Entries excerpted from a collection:
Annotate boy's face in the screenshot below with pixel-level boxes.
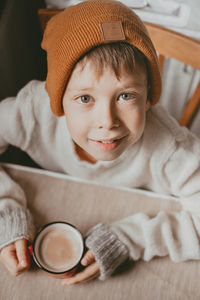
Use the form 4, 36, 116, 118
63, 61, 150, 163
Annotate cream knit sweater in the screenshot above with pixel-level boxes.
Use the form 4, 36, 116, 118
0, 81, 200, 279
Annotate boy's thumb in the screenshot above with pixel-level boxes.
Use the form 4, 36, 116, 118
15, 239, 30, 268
...
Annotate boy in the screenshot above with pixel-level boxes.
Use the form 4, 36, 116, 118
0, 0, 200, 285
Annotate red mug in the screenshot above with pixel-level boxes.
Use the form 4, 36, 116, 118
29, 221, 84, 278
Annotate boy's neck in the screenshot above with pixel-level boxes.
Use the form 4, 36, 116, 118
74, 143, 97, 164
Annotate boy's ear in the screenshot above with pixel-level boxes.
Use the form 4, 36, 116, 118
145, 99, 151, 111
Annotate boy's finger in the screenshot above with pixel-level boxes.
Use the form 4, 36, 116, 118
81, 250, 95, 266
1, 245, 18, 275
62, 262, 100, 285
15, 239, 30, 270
...
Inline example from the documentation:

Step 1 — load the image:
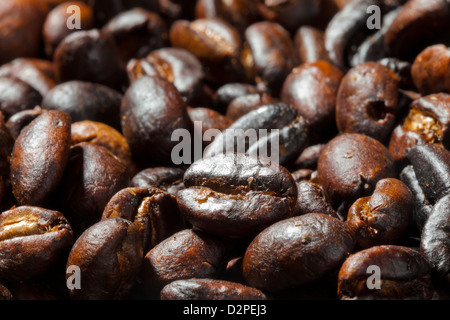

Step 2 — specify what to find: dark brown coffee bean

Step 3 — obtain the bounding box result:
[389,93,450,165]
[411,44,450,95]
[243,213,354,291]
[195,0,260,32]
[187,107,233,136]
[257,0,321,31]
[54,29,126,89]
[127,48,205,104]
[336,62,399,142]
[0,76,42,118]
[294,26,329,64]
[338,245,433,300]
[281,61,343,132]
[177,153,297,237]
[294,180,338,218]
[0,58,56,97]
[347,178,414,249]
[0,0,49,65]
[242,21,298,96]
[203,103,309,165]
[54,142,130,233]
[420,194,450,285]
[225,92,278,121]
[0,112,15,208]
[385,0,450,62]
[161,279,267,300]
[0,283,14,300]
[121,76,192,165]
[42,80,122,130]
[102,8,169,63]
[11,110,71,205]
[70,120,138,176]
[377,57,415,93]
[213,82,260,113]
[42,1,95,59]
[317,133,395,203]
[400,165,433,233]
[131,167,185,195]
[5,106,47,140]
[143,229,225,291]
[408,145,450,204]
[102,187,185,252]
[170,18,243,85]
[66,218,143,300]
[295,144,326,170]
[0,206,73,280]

Set problem
Gather every line of the entries above that contains the string "Step". Case matters: treat uppercase and lowercase letters as distinct.

Right answer
Step 1 — load the image:
Step 2 — specify what to find: dark brown coffee bean
Step 3 — obtain the bounding box result:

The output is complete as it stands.